Supplied text:
************

ApSIC

Word distance in source with exclusion in target

Hi,

I am running a search on a set of files to make sure that a certain rule is respected. Basically, if in the Spanish source the words “presidente” or “vice presidente” are followed by “(e)”, the target must use the translation “acting president” or “acting vice-president”. The problem is that there may be several words between “presidente” and (e), for instance in a case like “Manuel Miranda, presidente de [long name of a Company department] (e)”

My first thought: modify the Word Distance search template for the source; specify -“acting” as the target, and use a Power Search.

Since I am here, you can tell that I haven’t been successful. My results:

  • “presidente>.{,60}<(e)>” seems to find all occurrences of “…presidente… …(e)” as expected if used with an empty target field

  • “-“acting”” used with an empty source field and run as a power search only finds one string - without a constraint in the source, it should pretty much find every single string in the project

  • The two used together find nothing

The files that I am searching on are TMXs. I created a dummy one that only contains a hit for the logic I am applying:

<?xml version="1.0" encoding="utf-8"?>
<tmx version = "1.4">
<header creationtool="Linguist TMX tool" creationtoolversion="1.0" segtype="paragraph" adminlang ="EN-US">
</header>
<body>
<tu>
<tuv xml:lang="es" creationdate="20190722T193451" creationid="!MT">
<seg>El presidente Joan Maria Vasquez Martinez (e)</seg>
</tuv>
<tuv xml:lang="en">
<seg>President Joan Maria Vasquez Martinez</seg>
</tuv>
</tu>
</body>
</tmx>

Any help is welcome!

Hi,

It’s curious that the target expression only gets one hit. Did you try testing the source + target expressions with a dummy source/target .txt file, like the one you attached?

************

Source excerpt:
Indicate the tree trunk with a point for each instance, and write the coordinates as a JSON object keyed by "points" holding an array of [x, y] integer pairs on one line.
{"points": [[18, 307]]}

************

Write the next part of the forum thread about the word distance search with a target exclusion, following on from its last reply. None of the material is needed here.

Hi,

When using regular expressions as search mode, parentheses must be escaped if you search these characters.

Try the following search to find those strings:

Source: "presidente> (<[^[:space:]]+>[:space:])+ \(e\)"
Target: -“acting”
PowerSearch: On.
Search mode: Regular Expressions

Regards,
Oscar.

Hi Òscar,

you definitely were onto something, but your expression to search the source didn’t work. I have modified it as follows:

"presidente>.{0,60} \(e\)"

Once added the appropriate target exclusion expression and launched a power search, I get one valid hit as I expected. Thank you for identifying the issue - odd that I would get hits at all with non-escaped parentheses. I had noticed that the closing parenthesis was not part of the found string, but I ascribed it to a minor visualization issue; while it’s probably what prevented the whole search from working.

Thank you!
Stefano

Hi Robert,

I had only tried on the TMX dummy. At any rate, as you can read below, the issue was cleared by escaping the parentheses in the source and moving (e) out of the angled brackets <>.
Another odd fact: this morning, if I only use the target expression
-"acting"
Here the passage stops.